Aim →
Extract every line of the material below that contains the string "tractor", matching its case exactly.

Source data
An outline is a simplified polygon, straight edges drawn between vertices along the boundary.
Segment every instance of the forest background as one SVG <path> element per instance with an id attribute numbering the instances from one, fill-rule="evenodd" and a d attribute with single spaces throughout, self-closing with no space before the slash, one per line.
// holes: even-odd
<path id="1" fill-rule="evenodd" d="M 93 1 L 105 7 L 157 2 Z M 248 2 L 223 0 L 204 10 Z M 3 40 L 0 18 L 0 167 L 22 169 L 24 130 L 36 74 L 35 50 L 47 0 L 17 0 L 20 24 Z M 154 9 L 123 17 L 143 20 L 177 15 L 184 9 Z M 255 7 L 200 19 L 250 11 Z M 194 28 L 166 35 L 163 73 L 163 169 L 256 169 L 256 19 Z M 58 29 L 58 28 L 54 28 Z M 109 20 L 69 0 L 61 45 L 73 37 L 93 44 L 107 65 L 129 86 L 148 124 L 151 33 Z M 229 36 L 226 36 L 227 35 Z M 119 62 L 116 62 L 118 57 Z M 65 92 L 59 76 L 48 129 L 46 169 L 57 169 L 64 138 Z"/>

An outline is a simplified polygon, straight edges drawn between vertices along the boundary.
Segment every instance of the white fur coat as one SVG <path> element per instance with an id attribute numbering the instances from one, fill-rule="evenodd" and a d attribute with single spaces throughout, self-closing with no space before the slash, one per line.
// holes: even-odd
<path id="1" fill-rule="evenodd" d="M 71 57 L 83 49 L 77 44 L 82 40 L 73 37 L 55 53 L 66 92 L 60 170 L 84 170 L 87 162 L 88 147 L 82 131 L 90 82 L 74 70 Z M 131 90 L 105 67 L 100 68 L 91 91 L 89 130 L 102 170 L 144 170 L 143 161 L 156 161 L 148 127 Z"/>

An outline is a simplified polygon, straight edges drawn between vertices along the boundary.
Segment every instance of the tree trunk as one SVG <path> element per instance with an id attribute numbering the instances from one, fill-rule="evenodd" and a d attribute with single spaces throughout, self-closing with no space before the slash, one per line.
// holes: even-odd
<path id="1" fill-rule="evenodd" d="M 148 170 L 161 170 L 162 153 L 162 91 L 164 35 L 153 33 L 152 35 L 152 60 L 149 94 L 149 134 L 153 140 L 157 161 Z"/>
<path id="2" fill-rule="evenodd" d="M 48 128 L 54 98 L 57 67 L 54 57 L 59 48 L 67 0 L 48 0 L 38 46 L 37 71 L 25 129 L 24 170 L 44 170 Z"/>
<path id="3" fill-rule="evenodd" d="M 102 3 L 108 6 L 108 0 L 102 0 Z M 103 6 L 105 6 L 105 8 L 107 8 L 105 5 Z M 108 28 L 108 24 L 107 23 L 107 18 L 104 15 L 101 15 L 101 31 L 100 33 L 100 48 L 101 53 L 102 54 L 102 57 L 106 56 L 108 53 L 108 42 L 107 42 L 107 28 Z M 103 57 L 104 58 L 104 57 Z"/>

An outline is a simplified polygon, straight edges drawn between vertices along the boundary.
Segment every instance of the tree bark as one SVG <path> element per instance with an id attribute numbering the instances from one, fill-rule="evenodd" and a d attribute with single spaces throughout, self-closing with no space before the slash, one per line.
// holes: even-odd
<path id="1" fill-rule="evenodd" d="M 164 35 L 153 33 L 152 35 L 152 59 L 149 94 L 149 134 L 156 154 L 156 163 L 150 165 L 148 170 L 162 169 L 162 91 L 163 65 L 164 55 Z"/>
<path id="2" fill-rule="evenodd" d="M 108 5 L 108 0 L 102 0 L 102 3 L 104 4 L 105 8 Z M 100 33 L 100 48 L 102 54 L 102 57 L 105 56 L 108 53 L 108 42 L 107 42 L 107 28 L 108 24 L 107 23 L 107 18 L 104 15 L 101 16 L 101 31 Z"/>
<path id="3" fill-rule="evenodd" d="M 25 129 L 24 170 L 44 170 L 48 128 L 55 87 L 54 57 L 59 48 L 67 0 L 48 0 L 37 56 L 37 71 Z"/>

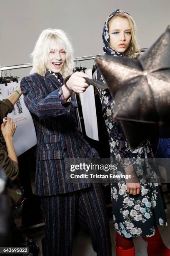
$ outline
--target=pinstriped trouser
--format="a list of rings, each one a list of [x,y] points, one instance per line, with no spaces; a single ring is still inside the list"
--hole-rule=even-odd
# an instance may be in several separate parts
[[[43,256],[71,255],[75,221],[90,233],[98,256],[111,255],[109,225],[100,184],[93,184],[67,194],[42,197],[41,205],[45,220]]]

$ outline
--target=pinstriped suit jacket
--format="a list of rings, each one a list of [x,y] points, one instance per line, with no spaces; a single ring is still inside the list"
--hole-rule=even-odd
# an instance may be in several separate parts
[[[67,158],[98,157],[76,128],[74,95],[70,103],[62,99],[61,87],[52,75],[37,73],[20,82],[24,102],[32,116],[37,132],[35,194],[53,195],[88,187],[87,184],[65,182]]]

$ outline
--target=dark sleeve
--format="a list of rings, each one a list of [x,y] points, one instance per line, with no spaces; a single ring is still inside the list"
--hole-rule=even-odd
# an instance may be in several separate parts
[[[39,81],[30,76],[22,78],[20,87],[27,108],[35,115],[56,117],[70,112],[70,103],[66,102],[61,88],[45,96]]]
[[[0,120],[1,120],[13,110],[13,105],[8,99],[0,100]]]
[[[13,180],[18,174],[17,163],[9,157],[7,153],[0,149],[0,165],[4,170],[6,177]]]

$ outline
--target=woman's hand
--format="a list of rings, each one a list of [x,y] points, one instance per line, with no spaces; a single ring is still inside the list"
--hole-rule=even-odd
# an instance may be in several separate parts
[[[140,193],[140,183],[126,183],[127,192],[132,195],[139,195]]]
[[[13,123],[13,120],[9,118],[5,118],[7,120],[5,123],[1,124],[2,133],[5,139],[12,138],[17,128],[17,125]]]
[[[84,77],[88,77],[86,74],[82,72],[75,72],[67,82],[67,86],[74,92],[84,92],[89,86],[86,82]]]
[[[132,195],[139,195],[140,193],[140,185],[135,173],[133,166],[130,164],[125,168],[126,175],[130,175],[131,178],[126,179],[127,192]]]

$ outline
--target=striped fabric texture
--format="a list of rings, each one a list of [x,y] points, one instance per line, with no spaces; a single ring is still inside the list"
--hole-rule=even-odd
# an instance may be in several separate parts
[[[49,196],[76,191],[90,186],[67,184],[67,158],[98,157],[76,127],[77,107],[74,95],[65,102],[59,82],[50,73],[24,77],[20,87],[24,102],[32,116],[37,136],[35,195]]]
[[[43,197],[41,205],[45,223],[43,256],[71,256],[75,223],[90,234],[98,256],[111,256],[109,225],[100,184],[68,194]]]

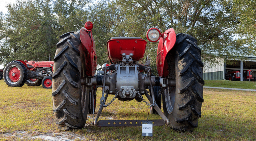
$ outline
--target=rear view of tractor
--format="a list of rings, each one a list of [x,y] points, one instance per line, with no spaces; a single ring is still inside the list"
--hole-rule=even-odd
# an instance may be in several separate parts
[[[111,106],[116,99],[135,99],[150,106],[152,113],[162,118],[152,120],[153,126],[165,124],[174,130],[187,131],[197,127],[204,82],[201,50],[196,39],[186,34],[176,35],[172,28],[163,33],[156,28],[149,29],[148,39],[159,41],[156,53],[159,76],[156,76],[151,73],[148,57],[144,64],[138,63],[144,57],[146,41],[138,37],[113,37],[107,43],[110,65],[103,65],[102,75],[94,75],[97,57],[92,27],[87,22],[79,32],[61,35],[57,44],[52,98],[60,129],[83,127],[88,113],[94,113],[97,100],[100,106],[94,119],[95,125],[141,126],[142,120],[98,121],[103,108]],[[97,100],[98,87],[102,91]],[[114,96],[106,103],[110,94]]]
[[[9,63],[4,72],[4,82],[9,86],[21,87],[26,83],[29,86],[52,88],[53,61],[16,60]]]

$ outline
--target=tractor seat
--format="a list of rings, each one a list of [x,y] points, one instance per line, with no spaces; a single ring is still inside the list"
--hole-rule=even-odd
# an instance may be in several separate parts
[[[138,39],[142,40],[142,38],[136,37],[111,37],[110,39],[111,40],[113,39]]]

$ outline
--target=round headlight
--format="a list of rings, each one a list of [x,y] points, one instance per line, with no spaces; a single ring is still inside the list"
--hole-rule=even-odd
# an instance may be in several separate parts
[[[161,33],[157,28],[151,28],[148,29],[147,32],[147,38],[152,42],[158,41],[160,37]]]

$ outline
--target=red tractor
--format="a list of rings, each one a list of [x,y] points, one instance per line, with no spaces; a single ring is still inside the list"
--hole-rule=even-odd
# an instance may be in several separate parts
[[[4,77],[3,73],[4,73],[4,70],[0,69],[0,80],[2,79]]]
[[[226,79],[230,81],[240,81],[240,72],[239,71],[229,71],[226,74]]]
[[[244,70],[244,73],[243,73],[244,81],[255,81],[256,78],[252,76],[252,72],[251,70]]]
[[[26,83],[29,86],[52,88],[53,61],[36,62],[16,60],[5,67],[4,78],[9,86],[21,87]]]
[[[244,70],[243,73],[243,81],[255,81],[256,78],[252,75],[252,70]],[[240,81],[241,73],[239,71],[229,71],[226,74],[226,80],[230,81]]]
[[[94,75],[97,57],[92,27],[92,24],[87,22],[79,31],[61,35],[56,45],[52,98],[60,129],[84,127],[88,114],[94,113],[95,88],[99,86],[102,91],[95,125],[142,126],[142,120],[98,121],[103,108],[116,99],[135,99],[150,106],[162,117],[150,120],[153,126],[166,124],[174,130],[187,131],[197,127],[204,82],[201,50],[195,38],[186,34],[176,35],[172,28],[163,33],[155,28],[149,29],[148,39],[159,41],[156,54],[159,76],[156,76],[152,74],[148,57],[144,65],[138,62],[144,57],[146,41],[139,37],[113,37],[107,42],[110,65],[103,67],[103,75]],[[150,90],[149,94],[146,88]],[[109,94],[114,96],[106,103]]]

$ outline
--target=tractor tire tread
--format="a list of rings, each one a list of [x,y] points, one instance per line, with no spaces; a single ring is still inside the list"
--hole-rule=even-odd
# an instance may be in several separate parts
[[[79,33],[70,32],[60,38],[56,45],[53,74],[52,94],[56,123],[61,130],[81,128],[86,119],[82,116],[80,97]],[[65,102],[62,104],[63,101]]]
[[[54,60],[55,60],[56,59],[58,58],[68,48],[68,45],[67,45],[65,47],[64,47],[62,50],[60,51],[58,54],[54,56],[54,58],[53,59]]]
[[[55,96],[56,94],[58,94],[60,89],[63,87],[65,84],[66,83],[66,81],[65,80],[62,80],[62,82],[58,86],[58,88],[54,92],[52,92],[52,96]]]
[[[65,61],[63,62],[63,63],[61,65],[60,65],[54,73],[52,74],[52,78],[54,78],[58,74],[60,71],[62,70],[62,69],[63,69],[66,64],[67,64],[67,61]]]

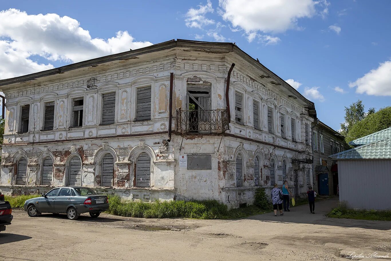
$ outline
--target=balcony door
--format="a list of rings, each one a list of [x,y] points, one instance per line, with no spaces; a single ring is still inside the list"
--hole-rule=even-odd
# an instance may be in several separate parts
[[[210,133],[213,129],[210,124],[213,117],[210,110],[210,83],[188,83],[187,93],[190,132]]]

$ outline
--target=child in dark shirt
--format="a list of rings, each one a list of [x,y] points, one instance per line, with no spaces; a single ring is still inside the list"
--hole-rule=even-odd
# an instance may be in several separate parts
[[[315,195],[316,193],[312,190],[312,187],[310,186],[309,190],[307,191],[307,197],[308,198],[308,202],[310,203],[310,214],[314,214],[315,210]]]

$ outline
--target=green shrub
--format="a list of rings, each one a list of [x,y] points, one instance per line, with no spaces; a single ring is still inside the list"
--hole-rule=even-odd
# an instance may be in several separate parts
[[[254,204],[261,209],[270,209],[271,203],[269,201],[265,192],[265,189],[260,188],[255,191],[255,200]]]
[[[9,203],[13,208],[22,209],[26,200],[30,198],[40,196],[40,195],[20,195],[15,196],[5,195],[4,197],[4,199],[6,201],[9,202]]]

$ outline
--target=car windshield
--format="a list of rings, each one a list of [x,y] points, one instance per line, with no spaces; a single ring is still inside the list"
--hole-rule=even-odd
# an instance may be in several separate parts
[[[96,195],[97,194],[95,191],[88,187],[81,187],[78,189],[75,189],[75,190],[80,196]]]

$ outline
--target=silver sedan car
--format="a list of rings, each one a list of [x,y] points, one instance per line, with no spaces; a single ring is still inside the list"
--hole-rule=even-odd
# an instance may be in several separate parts
[[[24,207],[30,217],[44,212],[64,213],[74,220],[87,212],[93,218],[97,217],[109,209],[109,202],[107,196],[98,195],[90,188],[71,186],[56,187],[41,197],[27,200]]]

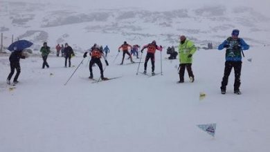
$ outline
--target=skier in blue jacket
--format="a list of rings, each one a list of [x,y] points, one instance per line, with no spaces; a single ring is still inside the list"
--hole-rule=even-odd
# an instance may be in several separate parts
[[[235,70],[234,93],[241,95],[239,88],[241,84],[242,53],[243,53],[242,50],[248,50],[249,46],[242,38],[238,37],[239,32],[239,30],[233,30],[231,37],[228,37],[218,47],[218,50],[226,48],[224,75],[220,87],[222,94],[226,93],[228,76],[233,68]]]

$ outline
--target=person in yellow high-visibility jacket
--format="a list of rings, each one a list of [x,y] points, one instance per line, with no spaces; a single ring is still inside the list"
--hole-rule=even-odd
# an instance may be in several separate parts
[[[179,54],[179,83],[184,82],[185,69],[188,73],[188,77],[190,77],[190,82],[194,82],[194,75],[191,68],[192,64],[192,56],[196,52],[196,47],[194,43],[190,40],[186,39],[186,36],[182,35],[180,37],[180,44],[178,46],[178,50]]]

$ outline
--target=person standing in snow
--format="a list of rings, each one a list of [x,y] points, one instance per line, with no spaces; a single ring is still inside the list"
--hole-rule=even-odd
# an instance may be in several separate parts
[[[93,47],[91,48],[89,55],[91,56],[91,60],[89,63],[89,70],[90,70],[90,77],[89,79],[93,79],[93,70],[92,66],[94,64],[96,64],[98,66],[98,68],[100,70],[100,78],[102,80],[107,80],[108,78],[105,77],[103,75],[103,68],[102,64],[101,63],[100,58],[103,57],[105,60],[107,66],[109,66],[109,63],[107,61],[106,57],[104,55],[103,52],[100,50],[100,48],[95,44]],[[87,56],[87,52],[85,52],[84,54],[84,58]]]
[[[133,45],[132,48],[132,55],[133,54],[134,55],[136,55],[136,58],[138,59],[138,50],[140,48],[140,46],[138,44]]]
[[[40,52],[42,53],[42,59],[43,59],[43,64],[42,64],[42,68],[45,68],[45,66],[47,68],[49,68],[49,66],[47,63],[47,58],[48,54],[51,53],[50,47],[47,46],[47,42],[43,43],[43,46],[40,48]]]
[[[64,67],[66,68],[66,61],[68,59],[69,59],[69,67],[71,67],[71,55],[75,56],[75,54],[72,48],[70,46],[69,46],[67,43],[64,44]]]
[[[108,46],[106,46],[105,48],[104,48],[103,50],[105,53],[105,57],[107,57],[107,54],[108,54],[108,53],[109,53],[109,48]]]
[[[158,46],[156,44],[156,41],[153,41],[151,44],[148,44],[145,45],[141,49],[141,52],[143,53],[143,51],[145,48],[147,48],[147,52],[145,57],[145,70],[143,71],[144,74],[146,74],[146,70],[147,68],[147,61],[150,59],[151,59],[152,63],[152,75],[154,75],[154,53],[156,50],[162,51],[162,46]]]
[[[185,70],[188,70],[190,82],[194,82],[194,75],[191,66],[192,64],[192,56],[196,52],[196,47],[194,43],[189,39],[187,39],[185,35],[180,37],[180,44],[178,46],[179,54],[179,83],[184,82]]]
[[[240,91],[240,75],[242,68],[242,50],[249,50],[249,46],[246,44],[243,39],[239,38],[240,30],[235,29],[229,37],[218,46],[221,50],[226,48],[226,61],[224,74],[222,78],[222,86],[220,87],[222,94],[226,93],[226,87],[228,84],[228,79],[232,68],[235,70],[234,93],[241,95]]]
[[[60,53],[60,50],[61,50],[61,46],[59,44],[55,46],[55,49],[56,49],[56,57],[59,57],[59,53]]]
[[[127,41],[124,41],[124,44],[122,44],[119,48],[118,48],[118,52],[120,52],[120,48],[122,48],[122,50],[123,50],[123,58],[122,58],[122,62],[121,62],[121,64],[120,64],[120,65],[123,65],[123,64],[124,63],[124,59],[125,59],[125,54],[127,54],[129,56],[129,57],[130,57],[130,61],[132,62],[132,63],[134,63],[134,61],[133,61],[133,60],[132,60],[132,55],[130,55],[130,53],[129,53],[129,51],[128,51],[128,48],[132,48],[132,46],[131,45],[129,45],[129,44],[128,44],[127,43]]]
[[[64,45],[61,45],[61,57],[64,57]]]
[[[8,79],[6,80],[6,83],[8,84],[10,84],[10,79],[12,77],[14,72],[17,71],[16,75],[13,79],[13,83],[17,84],[18,83],[18,77],[19,75],[19,73],[21,73],[21,66],[19,65],[19,59],[25,59],[26,57],[22,55],[22,50],[14,50],[10,56],[10,73],[8,76]]]

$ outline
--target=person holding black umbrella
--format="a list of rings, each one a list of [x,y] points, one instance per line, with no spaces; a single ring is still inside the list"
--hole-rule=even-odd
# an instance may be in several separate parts
[[[15,77],[13,79],[13,84],[17,84],[18,82],[18,77],[19,75],[19,73],[21,73],[21,66],[19,65],[19,59],[25,59],[26,57],[22,55],[22,50],[15,50],[13,51],[10,56],[10,73],[8,76],[8,79],[6,80],[6,83],[8,84],[10,84],[10,79],[12,77],[14,72],[17,71],[17,73],[15,75]]]
[[[44,42],[43,44],[43,46],[40,48],[40,52],[42,53],[42,56],[43,59],[43,64],[42,64],[42,68],[45,68],[45,66],[47,66],[47,68],[49,68],[49,66],[47,63],[47,58],[48,54],[50,54],[50,47],[47,46],[47,42]]]
[[[33,43],[27,40],[18,40],[12,43],[8,48],[8,50],[12,51],[9,60],[10,61],[10,73],[8,76],[6,82],[10,84],[10,79],[16,69],[17,73],[13,79],[13,84],[17,84],[18,77],[21,73],[21,66],[19,65],[19,59],[25,59],[27,56],[23,55],[23,50],[29,48],[33,45]]]

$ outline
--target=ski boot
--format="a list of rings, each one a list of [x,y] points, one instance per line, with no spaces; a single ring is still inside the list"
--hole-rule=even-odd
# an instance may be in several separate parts
[[[6,83],[7,83],[8,84],[10,84],[10,80],[6,79]]]
[[[192,83],[194,82],[194,77],[190,77],[190,82]]]
[[[221,90],[222,94],[225,95],[226,94],[226,89],[222,89]]]
[[[241,93],[241,91],[240,90],[235,90],[234,91],[234,93],[236,94],[236,95],[241,95],[242,94],[242,93]]]
[[[13,81],[13,84],[18,84],[18,83],[19,83],[19,82],[17,80],[14,80]]]
[[[183,83],[183,79],[180,79],[179,82],[177,82],[177,83],[182,84],[182,83]]]
[[[90,76],[89,77],[89,79],[93,79],[93,74],[90,74]]]
[[[100,78],[103,81],[106,81],[106,80],[108,80],[109,79],[107,77],[105,77],[103,75],[101,75],[100,76]]]

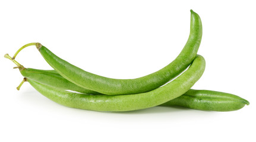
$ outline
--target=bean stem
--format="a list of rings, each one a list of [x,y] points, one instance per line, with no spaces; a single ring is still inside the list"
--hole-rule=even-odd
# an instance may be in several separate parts
[[[21,64],[20,64],[18,62],[17,62],[15,60],[14,60],[14,59],[11,57],[11,56],[10,56],[10,55],[8,54],[6,54],[4,55],[4,57],[5,58],[7,58],[8,59],[12,61],[12,62],[14,62],[18,67],[16,68],[19,68],[20,67],[22,66]]]
[[[24,78],[23,80],[20,83],[20,84],[18,85],[18,87],[16,88],[17,90],[20,90],[20,88],[21,87],[22,85],[24,83],[24,82],[27,82],[27,79],[26,78]]]
[[[18,50],[18,51],[16,51],[16,53],[14,54],[14,55],[12,57],[12,59],[15,59],[15,58],[16,57],[16,56],[18,55],[18,53],[20,53],[20,51],[21,51],[23,49],[25,49],[26,47],[28,47],[28,46],[36,46],[37,44],[37,43],[29,43],[26,44],[25,46],[21,47],[20,49],[19,49]]]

Right answer →
--target=rear view of tractor
--target=tractor seat
--target=red tractor
--target=tractor tire tread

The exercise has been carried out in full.